(TASK): Put each line of the records below into a Markdown table with two columns, Row and Line, numbering the rows in order and omitting blank lines. Leave the pictures out of the table.

(LISTING):

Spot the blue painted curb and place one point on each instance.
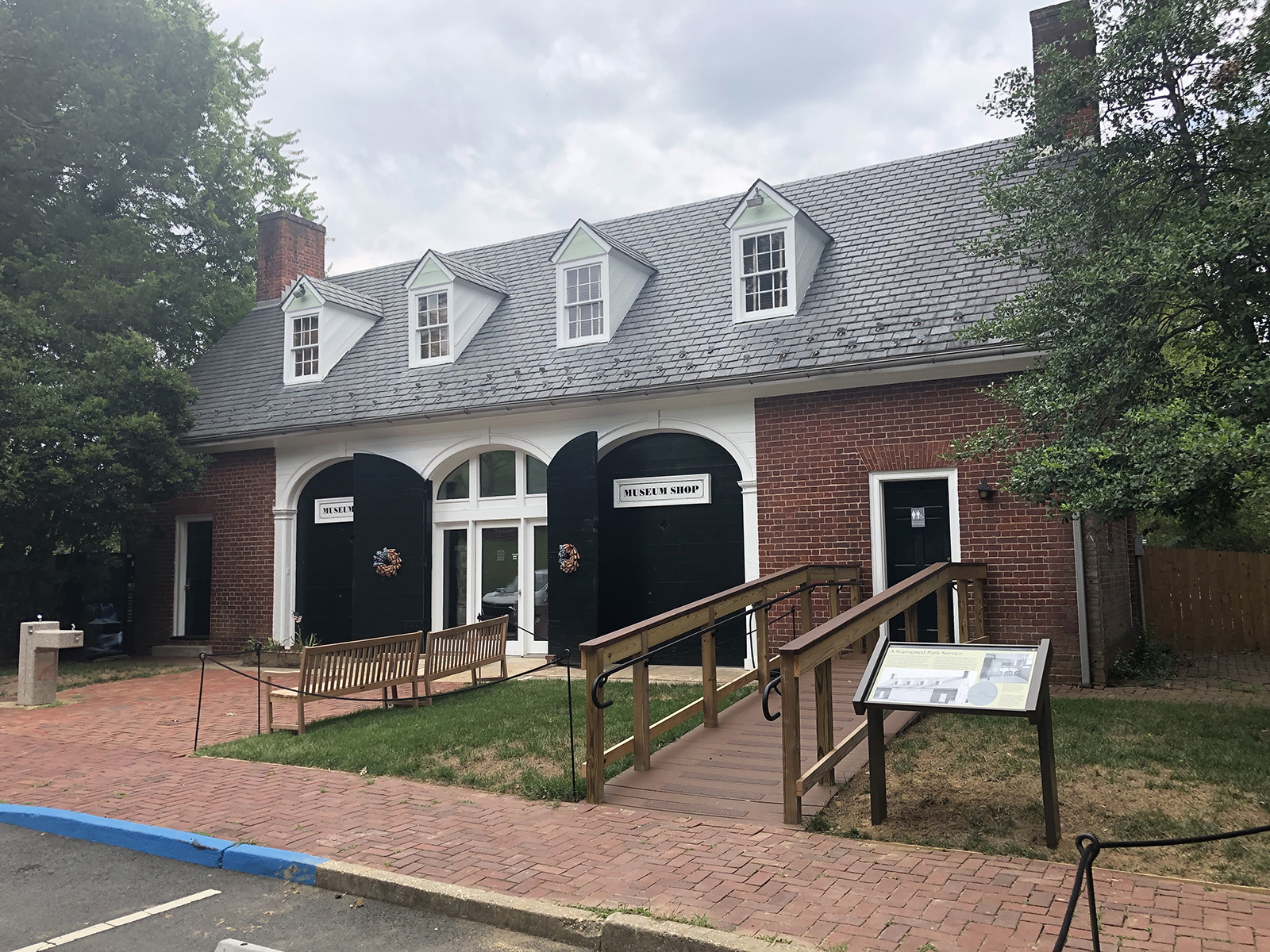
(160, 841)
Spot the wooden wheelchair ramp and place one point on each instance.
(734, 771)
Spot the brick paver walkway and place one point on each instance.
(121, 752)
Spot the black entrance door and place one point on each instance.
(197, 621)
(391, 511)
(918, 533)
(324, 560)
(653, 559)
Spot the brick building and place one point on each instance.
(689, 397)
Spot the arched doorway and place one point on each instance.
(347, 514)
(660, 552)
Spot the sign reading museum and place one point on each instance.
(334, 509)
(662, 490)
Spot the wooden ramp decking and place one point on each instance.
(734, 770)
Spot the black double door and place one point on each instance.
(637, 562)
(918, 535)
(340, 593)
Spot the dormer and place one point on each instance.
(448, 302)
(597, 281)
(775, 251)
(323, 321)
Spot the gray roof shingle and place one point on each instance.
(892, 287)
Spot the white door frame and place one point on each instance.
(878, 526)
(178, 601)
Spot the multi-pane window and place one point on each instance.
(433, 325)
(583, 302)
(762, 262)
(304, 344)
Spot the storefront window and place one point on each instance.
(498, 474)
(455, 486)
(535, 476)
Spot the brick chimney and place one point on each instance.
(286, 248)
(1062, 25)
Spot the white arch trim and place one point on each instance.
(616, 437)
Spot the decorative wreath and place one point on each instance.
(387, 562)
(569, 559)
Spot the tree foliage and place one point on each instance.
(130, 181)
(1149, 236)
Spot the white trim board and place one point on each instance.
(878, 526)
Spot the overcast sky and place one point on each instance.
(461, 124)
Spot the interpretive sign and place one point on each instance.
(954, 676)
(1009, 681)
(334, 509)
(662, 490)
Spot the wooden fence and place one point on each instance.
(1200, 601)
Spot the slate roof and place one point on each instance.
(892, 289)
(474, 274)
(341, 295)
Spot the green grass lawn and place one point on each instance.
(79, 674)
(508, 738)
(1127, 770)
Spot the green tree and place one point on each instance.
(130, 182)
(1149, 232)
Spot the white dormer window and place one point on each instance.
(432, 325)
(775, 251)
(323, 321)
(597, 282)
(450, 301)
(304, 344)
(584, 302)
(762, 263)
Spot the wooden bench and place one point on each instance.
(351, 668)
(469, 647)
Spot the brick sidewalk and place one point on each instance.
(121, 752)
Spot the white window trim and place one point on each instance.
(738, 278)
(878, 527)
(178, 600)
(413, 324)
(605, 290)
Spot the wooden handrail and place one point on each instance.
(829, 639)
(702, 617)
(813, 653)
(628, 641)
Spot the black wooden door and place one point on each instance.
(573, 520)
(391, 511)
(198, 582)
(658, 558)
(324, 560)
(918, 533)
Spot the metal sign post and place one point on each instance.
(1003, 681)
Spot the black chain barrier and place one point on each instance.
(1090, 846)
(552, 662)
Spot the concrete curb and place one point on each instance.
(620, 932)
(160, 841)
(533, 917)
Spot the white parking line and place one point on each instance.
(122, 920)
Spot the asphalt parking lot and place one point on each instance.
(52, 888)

(SOLUTION TO THE PROBLEM):
| Row | Line |
|---|---|
| 1 | Spot the blue painted curb and place one point on each instance. |
| 2 | (160, 841) |
| 3 | Spot the wooden wheelchair ramp and place one point on each instance. |
| 4 | (734, 771) |
| 5 | Spot the brick paver walkway and place one point on each instance. |
| 6 | (121, 752) |
| 7 | Spot the black entrance door and place one point on each instance. |
| 8 | (197, 621) |
| 9 | (391, 511) |
| 10 | (918, 533) |
| 11 | (324, 560) |
| 12 | (653, 559) |
| 13 | Spot the brick building and place one point on each instance. |
| 14 | (689, 397) |
| 15 | Spot the arched doorway and place one point on each instance. |
| 16 | (347, 514) |
| 17 | (660, 552) |
| 18 | Spot the sign reading museum and place one point on each instance. |
| 19 | (334, 509) |
| 20 | (662, 490) |
| 21 | Spot the wooden ramp decking and place one point on each instance. |
| 22 | (734, 770) |
| 23 | Spot the black double door and place one point on each instance. |
| 24 | (637, 562) |
| 25 | (918, 535) |
| 26 | (340, 593) |
| 27 | Spot the dormer and place one point on each instance. |
| 28 | (448, 302) |
| 29 | (597, 281) |
| 30 | (775, 251) |
| 31 | (323, 321) |
| 32 | Spot the gray roof shingle and place one point on each instance. |
| 33 | (892, 287) |
| 34 | Spot the white door frame and place one point on each instance. |
| 35 | (878, 526) |
| 36 | (178, 601) |
| 37 | Spot the multi-pane window and place one point on each instance. |
| 38 | (433, 325) |
| 39 | (583, 302) |
| 40 | (762, 262) |
| 41 | (304, 344) |
| 42 | Spot the storefront window and place one point on each instance. |
| 43 | (498, 474) |
| 44 | (455, 486) |
| 45 | (535, 476) |
| 46 | Spot the brick chimney and place one point on each instance. |
| 47 | (286, 248) |
| 48 | (1062, 25) |
| 49 | Spot the white arch trim and place one point on each instance. |
| 50 | (616, 437) |
| 51 | Spot the decorative wreath and place one point on each instance. |
| 52 | (387, 562) |
| 53 | (569, 559) |
| 54 | Spot the tree foliage and place one point on each instance. |
| 55 | (130, 181) |
| 56 | (1149, 236) |
| 57 | Spot the white trim board and place one point on each instance. |
| 58 | (878, 526) |
| 59 | Spot the overcast sky and place one point on each instance. |
| 60 | (461, 124) |
| 61 | Spot the interpretive sign and place one point on each instance. |
| 62 | (954, 676) |
| 63 | (1009, 681) |
| 64 | (334, 509) |
| 65 | (662, 490) |
| 66 | Spot the wooden fence and place one point on each instance. |
| 67 | (1200, 601) |
| 68 | Spot the slate roof and place one point on each instance. |
| 69 | (892, 289) |
| 70 | (474, 274) |
| 71 | (341, 295) |
| 72 | Spot the green grass lawn and place one point on each instance. |
| 73 | (79, 674) |
| 74 | (508, 738) |
| 75 | (1127, 770) |
| 76 | Spot the green tree and place one point on each instance. |
| 77 | (130, 182) |
| 78 | (1149, 232) |
| 79 | Spot the white dormer window and place one point on each instance. |
| 80 | (432, 325) |
| 81 | (775, 251) |
| 82 | (323, 321) |
| 83 | (597, 282) |
| 84 | (450, 301) |
| 85 | (304, 344) |
| 86 | (584, 302) |
| 87 | (762, 263) |
| 88 | Spot the wooden bench and place one point on each instance. |
| 89 | (351, 668) |
| 90 | (469, 647) |
| 91 | Spot the brick sidewalk and place one point on each instance. |
| 92 | (121, 752) |
| 93 | Spot the white window trim and place one point on each instance. |
| 94 | (738, 278) |
| 95 | (878, 527) |
| 96 | (178, 600) |
| 97 | (413, 324) |
| 98 | (605, 290) |
| 99 | Spot the wooden handrail and place one point on each instance. |
| 100 | (829, 639) |
| 101 | (702, 617) |
| 102 | (813, 653) |
| 103 | (628, 641) |
| 104 | Spot the black wooden door and place one point on each instance. |
| 105 | (573, 520) |
| 106 | (391, 511) |
| 107 | (198, 582) |
| 108 | (658, 558) |
| 109 | (324, 560) |
| 110 | (918, 533) |
| 111 | Spot the metal sign post and place one point on each instance. |
| 112 | (1003, 681) |
| 113 | Spot the black chain barrier and place one point on each instance. |
| 114 | (1090, 846) |
| 115 | (552, 662) |
| 116 | Spot the concrete curb and place one point on each instance. |
| 117 | (620, 932) |
| 118 | (160, 841) |
| 119 | (533, 917) |
| 120 | Spot the white parking line and place one point on each instance. |
| 121 | (122, 920) |
| 122 | Spot the asphalt parking lot and place one point on each instance. |
| 123 | (52, 888) |